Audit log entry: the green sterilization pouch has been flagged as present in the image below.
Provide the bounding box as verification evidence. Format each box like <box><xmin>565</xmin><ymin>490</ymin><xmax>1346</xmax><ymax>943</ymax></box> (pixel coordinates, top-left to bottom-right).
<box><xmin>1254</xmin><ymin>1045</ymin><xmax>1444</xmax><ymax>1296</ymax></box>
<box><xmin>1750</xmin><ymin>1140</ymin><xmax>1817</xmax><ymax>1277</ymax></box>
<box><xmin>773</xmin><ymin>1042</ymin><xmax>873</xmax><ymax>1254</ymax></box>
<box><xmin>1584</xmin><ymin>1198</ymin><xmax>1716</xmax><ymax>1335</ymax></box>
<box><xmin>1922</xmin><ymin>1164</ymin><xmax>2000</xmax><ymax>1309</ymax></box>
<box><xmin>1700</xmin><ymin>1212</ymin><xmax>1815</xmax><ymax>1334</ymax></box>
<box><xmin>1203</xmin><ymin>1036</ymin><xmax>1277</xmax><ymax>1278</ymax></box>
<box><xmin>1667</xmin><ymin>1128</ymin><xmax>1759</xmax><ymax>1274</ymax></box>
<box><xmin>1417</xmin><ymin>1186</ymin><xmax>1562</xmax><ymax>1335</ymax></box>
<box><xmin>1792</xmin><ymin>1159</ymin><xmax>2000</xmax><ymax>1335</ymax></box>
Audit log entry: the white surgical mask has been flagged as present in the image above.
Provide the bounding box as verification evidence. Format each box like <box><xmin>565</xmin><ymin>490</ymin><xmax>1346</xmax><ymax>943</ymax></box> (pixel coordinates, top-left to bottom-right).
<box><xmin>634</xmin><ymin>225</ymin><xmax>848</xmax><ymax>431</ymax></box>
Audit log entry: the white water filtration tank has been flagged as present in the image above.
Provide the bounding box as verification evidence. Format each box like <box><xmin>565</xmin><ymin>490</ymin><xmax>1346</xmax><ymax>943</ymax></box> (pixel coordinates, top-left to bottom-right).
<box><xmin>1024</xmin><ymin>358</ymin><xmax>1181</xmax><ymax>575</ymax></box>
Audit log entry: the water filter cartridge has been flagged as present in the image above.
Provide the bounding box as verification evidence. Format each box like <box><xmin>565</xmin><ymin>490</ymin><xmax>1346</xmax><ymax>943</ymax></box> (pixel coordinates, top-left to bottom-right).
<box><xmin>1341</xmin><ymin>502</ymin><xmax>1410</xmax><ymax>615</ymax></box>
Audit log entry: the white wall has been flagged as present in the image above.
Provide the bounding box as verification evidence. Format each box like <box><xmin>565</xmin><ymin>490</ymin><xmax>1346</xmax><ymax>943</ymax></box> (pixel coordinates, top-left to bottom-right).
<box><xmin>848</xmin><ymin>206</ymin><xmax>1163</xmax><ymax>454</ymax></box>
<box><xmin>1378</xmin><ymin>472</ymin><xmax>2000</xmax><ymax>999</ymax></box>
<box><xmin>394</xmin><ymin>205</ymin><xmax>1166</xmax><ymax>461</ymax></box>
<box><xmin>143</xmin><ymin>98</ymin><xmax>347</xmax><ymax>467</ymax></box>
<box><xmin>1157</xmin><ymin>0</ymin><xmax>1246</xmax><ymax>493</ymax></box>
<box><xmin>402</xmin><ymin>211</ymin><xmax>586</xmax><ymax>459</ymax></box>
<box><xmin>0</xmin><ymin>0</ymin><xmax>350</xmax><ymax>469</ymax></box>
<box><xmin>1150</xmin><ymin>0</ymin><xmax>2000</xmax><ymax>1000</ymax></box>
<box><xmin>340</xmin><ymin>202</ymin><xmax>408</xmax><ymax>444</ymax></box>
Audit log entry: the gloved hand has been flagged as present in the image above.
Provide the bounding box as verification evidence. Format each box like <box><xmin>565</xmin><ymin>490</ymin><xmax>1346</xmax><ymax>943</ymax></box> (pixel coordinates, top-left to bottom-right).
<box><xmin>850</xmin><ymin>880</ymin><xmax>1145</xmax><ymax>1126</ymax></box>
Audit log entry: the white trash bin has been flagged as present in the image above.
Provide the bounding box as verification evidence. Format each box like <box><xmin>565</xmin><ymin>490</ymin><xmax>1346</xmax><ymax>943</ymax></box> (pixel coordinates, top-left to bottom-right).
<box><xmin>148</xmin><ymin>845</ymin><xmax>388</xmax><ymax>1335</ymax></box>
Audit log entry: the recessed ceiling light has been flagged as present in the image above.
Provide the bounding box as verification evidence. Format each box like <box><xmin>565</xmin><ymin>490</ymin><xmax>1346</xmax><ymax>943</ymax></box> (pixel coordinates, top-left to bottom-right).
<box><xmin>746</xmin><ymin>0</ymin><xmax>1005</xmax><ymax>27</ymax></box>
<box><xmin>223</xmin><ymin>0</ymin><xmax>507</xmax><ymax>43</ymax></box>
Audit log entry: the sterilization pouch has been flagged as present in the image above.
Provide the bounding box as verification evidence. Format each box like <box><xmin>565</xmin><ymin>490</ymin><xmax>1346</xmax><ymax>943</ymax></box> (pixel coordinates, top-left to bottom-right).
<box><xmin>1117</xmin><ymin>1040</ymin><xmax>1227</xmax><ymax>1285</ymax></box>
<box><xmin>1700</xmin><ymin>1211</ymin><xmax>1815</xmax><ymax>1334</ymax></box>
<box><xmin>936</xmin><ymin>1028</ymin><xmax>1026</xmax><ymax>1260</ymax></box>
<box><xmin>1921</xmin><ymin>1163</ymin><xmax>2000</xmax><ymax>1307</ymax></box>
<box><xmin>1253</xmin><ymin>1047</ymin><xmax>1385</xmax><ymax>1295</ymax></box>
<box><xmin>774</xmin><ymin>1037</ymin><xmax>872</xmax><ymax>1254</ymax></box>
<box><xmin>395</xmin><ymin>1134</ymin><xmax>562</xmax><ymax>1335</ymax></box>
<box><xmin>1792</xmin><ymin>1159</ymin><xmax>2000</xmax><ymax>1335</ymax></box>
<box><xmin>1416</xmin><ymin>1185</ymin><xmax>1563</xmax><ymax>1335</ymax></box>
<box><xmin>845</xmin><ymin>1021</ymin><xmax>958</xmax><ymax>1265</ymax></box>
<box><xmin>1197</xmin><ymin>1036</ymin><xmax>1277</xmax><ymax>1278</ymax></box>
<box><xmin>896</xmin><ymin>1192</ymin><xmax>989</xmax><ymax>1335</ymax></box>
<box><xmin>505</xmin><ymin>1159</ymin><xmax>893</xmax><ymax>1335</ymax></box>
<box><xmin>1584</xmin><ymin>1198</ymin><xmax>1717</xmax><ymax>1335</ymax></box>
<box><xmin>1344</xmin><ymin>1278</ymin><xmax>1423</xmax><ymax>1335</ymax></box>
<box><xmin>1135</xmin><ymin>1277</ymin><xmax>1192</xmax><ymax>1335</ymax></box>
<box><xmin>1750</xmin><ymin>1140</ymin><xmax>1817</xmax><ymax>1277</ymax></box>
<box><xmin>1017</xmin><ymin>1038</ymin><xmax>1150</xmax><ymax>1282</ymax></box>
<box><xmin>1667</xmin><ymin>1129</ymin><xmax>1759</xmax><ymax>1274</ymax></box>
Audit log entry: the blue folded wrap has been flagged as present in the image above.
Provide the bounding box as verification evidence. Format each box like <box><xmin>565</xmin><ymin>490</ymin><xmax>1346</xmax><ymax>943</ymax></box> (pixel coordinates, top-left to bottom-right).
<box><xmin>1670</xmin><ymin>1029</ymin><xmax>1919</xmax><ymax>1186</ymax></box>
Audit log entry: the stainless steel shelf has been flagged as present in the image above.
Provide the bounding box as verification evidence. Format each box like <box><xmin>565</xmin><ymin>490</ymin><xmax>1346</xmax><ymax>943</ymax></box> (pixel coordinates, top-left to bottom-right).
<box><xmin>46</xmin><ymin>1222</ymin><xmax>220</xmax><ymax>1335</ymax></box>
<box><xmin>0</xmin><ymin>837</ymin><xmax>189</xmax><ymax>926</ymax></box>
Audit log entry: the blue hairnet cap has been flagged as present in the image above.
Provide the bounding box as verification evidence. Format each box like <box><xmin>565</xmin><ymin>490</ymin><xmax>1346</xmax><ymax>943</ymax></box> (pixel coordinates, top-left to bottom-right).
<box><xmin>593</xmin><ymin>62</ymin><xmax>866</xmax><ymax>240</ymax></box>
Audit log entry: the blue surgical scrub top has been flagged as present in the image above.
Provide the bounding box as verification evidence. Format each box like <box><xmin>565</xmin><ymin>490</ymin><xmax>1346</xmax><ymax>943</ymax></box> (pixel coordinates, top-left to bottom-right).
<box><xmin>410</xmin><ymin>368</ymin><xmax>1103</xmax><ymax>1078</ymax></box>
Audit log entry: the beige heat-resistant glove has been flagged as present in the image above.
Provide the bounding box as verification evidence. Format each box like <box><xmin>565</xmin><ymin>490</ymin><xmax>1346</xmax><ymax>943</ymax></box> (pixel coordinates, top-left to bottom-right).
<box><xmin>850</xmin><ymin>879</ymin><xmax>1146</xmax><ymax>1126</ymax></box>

-.-.-

**Task brief:**
Some lines in the records above contain "blue". Count them and give the number only.

**Answer:**
3